• [DIRECTIVE]
Gather each line in the data below that contains the string "sign", and copy those lines out. Case counts.

• [RECORDS SHOWN]
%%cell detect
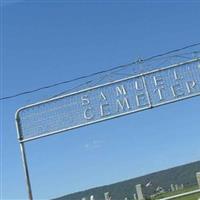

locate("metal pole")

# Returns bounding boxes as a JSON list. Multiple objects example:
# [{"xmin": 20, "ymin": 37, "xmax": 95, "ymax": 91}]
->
[
  {"xmin": 15, "ymin": 113, "xmax": 33, "ymax": 200},
  {"xmin": 19, "ymin": 142, "xmax": 33, "ymax": 200}
]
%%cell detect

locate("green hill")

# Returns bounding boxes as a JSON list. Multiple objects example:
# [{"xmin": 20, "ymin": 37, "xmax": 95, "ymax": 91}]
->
[{"xmin": 54, "ymin": 161, "xmax": 200, "ymax": 200}]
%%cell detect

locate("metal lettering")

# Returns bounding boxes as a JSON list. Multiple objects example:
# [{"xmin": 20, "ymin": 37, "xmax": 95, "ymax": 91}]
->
[
  {"xmin": 101, "ymin": 92, "xmax": 107, "ymax": 101},
  {"xmin": 81, "ymin": 95, "xmax": 90, "ymax": 106},
  {"xmin": 186, "ymin": 81, "xmax": 197, "ymax": 94},
  {"xmin": 117, "ymin": 97, "xmax": 131, "ymax": 112},
  {"xmin": 153, "ymin": 76, "xmax": 165, "ymax": 101},
  {"xmin": 136, "ymin": 94, "xmax": 147, "ymax": 107},
  {"xmin": 116, "ymin": 85, "xmax": 127, "ymax": 96},
  {"xmin": 100, "ymin": 103, "xmax": 111, "ymax": 117},
  {"xmin": 84, "ymin": 107, "xmax": 94, "ymax": 120},
  {"xmin": 135, "ymin": 80, "xmax": 144, "ymax": 90},
  {"xmin": 171, "ymin": 84, "xmax": 184, "ymax": 97}
]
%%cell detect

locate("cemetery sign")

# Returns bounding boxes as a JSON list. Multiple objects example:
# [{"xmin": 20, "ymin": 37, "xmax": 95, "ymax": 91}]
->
[{"xmin": 16, "ymin": 58, "xmax": 200, "ymax": 142}]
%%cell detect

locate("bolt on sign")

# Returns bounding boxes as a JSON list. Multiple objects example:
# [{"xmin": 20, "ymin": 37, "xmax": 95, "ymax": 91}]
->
[
  {"xmin": 16, "ymin": 59, "xmax": 200, "ymax": 141},
  {"xmin": 16, "ymin": 58, "xmax": 200, "ymax": 200}
]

• [THE OUTPUT]
locate("cemetery sign")
locate("bolt on sign")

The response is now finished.